Supplied records:
-------
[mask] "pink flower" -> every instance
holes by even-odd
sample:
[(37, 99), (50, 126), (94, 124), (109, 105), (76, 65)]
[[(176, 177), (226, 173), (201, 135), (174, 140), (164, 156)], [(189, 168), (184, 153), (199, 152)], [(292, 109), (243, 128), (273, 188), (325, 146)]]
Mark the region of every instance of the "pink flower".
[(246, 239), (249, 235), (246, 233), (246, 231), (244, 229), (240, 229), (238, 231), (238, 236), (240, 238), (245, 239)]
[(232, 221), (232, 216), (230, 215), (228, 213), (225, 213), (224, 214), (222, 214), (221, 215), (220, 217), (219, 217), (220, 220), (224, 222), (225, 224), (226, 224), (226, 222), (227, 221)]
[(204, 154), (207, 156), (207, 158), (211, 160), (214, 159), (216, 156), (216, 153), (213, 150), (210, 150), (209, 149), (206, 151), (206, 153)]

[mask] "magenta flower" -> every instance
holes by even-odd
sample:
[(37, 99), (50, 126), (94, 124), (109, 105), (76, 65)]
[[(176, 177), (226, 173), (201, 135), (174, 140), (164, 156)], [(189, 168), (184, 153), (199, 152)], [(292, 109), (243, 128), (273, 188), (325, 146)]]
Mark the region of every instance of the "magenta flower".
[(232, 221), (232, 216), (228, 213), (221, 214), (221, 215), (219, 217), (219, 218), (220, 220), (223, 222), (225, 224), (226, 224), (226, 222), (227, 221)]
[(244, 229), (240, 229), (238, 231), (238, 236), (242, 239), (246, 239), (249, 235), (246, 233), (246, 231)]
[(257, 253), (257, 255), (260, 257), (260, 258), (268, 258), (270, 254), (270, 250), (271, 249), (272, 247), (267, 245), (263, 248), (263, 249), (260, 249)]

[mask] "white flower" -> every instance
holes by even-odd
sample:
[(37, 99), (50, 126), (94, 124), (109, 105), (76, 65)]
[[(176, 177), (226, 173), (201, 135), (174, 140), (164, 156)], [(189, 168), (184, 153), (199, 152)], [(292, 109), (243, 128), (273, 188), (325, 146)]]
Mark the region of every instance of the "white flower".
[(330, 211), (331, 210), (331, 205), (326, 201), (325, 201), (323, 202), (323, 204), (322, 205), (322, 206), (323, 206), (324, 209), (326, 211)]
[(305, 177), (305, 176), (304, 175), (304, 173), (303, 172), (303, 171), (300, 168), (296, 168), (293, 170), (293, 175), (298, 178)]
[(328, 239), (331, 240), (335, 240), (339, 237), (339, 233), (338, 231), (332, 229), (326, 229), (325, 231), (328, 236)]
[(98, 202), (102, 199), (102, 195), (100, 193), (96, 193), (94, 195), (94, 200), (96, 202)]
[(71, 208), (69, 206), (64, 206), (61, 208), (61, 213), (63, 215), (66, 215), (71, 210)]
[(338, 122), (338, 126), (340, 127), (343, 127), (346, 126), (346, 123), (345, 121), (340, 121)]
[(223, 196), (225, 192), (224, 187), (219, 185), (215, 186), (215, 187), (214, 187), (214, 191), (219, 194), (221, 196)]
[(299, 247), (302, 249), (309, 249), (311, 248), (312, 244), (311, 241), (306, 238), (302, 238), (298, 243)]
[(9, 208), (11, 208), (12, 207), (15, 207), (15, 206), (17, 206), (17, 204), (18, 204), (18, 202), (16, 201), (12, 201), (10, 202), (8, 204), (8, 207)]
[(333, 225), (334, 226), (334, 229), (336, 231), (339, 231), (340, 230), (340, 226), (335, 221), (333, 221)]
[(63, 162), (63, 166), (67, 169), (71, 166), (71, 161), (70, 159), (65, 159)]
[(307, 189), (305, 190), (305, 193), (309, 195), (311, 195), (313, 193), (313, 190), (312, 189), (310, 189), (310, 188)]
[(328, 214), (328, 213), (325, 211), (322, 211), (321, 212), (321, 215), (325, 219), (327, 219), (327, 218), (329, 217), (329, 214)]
-------
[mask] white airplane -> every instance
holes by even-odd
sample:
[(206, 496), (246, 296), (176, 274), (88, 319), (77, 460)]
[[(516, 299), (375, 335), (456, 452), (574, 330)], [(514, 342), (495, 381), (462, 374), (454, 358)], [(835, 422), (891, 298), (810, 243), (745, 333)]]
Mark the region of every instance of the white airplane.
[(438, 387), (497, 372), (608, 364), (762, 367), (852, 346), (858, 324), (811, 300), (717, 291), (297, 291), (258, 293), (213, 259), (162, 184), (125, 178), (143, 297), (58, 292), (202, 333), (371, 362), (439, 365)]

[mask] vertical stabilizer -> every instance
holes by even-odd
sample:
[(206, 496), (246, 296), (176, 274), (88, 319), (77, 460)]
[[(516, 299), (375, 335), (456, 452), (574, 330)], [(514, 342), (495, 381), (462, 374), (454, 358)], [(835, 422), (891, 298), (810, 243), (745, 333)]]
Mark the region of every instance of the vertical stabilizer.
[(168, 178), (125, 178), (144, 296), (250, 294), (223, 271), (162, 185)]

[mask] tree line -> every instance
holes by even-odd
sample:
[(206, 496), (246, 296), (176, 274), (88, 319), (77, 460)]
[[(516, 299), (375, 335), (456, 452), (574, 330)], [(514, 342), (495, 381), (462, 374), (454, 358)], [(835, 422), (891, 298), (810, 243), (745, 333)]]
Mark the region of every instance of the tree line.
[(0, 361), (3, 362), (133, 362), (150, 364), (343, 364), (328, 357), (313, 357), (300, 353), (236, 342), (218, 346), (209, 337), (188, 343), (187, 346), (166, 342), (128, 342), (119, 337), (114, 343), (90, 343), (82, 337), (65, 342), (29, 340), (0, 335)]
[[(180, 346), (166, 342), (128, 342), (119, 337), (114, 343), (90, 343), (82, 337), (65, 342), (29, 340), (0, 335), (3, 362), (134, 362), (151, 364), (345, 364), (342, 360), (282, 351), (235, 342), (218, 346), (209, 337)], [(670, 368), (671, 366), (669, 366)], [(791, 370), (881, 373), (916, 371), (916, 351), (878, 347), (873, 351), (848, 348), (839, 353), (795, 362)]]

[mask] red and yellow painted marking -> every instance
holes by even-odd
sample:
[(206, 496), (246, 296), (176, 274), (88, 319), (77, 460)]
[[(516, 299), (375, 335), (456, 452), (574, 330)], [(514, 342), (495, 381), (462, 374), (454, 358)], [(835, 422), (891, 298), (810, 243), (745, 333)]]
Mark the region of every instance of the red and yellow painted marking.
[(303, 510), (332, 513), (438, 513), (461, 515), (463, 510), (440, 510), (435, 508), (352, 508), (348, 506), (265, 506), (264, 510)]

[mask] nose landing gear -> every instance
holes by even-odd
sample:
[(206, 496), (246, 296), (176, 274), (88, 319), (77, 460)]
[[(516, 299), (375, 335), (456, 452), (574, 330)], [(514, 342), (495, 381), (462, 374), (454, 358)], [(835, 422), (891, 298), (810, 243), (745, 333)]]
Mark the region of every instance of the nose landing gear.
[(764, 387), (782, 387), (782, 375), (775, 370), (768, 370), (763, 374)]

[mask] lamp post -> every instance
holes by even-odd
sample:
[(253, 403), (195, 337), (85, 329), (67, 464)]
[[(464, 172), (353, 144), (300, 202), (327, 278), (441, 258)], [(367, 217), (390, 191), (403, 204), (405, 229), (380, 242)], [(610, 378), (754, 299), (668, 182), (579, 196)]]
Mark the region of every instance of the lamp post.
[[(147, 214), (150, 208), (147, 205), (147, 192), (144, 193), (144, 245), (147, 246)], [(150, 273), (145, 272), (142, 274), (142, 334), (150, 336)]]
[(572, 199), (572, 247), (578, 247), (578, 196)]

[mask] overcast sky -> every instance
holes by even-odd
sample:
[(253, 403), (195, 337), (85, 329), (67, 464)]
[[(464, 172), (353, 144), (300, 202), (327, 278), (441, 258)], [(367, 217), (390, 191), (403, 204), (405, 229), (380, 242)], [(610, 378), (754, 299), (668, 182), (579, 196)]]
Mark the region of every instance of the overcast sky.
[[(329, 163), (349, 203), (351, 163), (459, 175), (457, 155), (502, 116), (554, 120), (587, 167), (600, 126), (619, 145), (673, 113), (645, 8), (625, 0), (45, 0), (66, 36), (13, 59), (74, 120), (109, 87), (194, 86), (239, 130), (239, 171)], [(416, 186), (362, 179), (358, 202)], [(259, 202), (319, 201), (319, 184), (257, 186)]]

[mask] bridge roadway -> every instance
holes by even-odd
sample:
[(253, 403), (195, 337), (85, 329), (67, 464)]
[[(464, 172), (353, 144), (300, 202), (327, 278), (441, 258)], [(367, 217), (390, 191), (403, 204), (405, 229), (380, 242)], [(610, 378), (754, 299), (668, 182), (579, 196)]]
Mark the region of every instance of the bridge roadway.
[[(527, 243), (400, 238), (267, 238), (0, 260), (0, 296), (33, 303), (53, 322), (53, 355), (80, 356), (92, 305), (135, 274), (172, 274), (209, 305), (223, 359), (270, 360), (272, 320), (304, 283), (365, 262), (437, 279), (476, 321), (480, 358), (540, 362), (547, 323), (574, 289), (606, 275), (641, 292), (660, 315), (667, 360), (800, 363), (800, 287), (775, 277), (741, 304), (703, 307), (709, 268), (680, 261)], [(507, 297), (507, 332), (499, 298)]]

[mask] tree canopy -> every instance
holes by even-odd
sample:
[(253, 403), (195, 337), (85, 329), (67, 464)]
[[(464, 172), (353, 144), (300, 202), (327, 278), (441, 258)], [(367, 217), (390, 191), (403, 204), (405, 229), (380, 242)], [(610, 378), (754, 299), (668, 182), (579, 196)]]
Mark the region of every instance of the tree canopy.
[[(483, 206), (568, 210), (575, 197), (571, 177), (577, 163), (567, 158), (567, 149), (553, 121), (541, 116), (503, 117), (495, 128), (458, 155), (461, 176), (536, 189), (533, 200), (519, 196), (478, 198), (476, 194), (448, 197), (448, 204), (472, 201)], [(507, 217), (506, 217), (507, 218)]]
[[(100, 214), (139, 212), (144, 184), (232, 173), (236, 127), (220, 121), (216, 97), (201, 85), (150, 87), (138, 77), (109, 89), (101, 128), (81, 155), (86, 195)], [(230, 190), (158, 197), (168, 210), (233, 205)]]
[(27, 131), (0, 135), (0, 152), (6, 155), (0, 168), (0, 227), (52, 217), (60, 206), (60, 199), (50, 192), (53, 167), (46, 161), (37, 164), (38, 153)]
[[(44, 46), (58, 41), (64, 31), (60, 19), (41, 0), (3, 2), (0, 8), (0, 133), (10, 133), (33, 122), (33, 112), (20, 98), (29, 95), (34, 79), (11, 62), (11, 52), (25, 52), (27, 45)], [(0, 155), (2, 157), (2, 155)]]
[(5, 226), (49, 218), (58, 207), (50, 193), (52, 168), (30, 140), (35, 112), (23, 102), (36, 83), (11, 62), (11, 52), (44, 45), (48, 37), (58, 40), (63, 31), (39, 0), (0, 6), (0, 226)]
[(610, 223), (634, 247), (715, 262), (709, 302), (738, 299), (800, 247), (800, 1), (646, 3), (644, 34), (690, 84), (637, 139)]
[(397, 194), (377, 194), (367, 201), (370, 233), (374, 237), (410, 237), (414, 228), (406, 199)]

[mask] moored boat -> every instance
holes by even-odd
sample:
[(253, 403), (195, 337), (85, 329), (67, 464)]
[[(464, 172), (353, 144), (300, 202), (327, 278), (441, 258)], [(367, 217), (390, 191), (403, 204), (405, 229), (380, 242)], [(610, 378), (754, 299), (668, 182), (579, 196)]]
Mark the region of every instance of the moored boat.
-------
What to do: Rewrite the lines from the one containing "[mask] vertical stabilizer -> every instance" through the one containing "271), (162, 185)]", changing "vertical stabilizer" to "tail fin" and leaving everything else as it is.

Problem solution:
[mask] tail fin -> every instance
holes by even-odd
sample:
[(206, 496), (246, 296), (176, 274), (88, 319), (77, 460)]
[[(516, 299), (375, 335), (456, 452), (574, 330)], [(514, 342), (495, 381), (462, 374), (454, 358)], [(835, 422), (891, 298), (810, 243), (745, 333)]]
Mark the region of every instance of the tail fin.
[(168, 178), (125, 178), (144, 296), (250, 294), (223, 271), (162, 185)]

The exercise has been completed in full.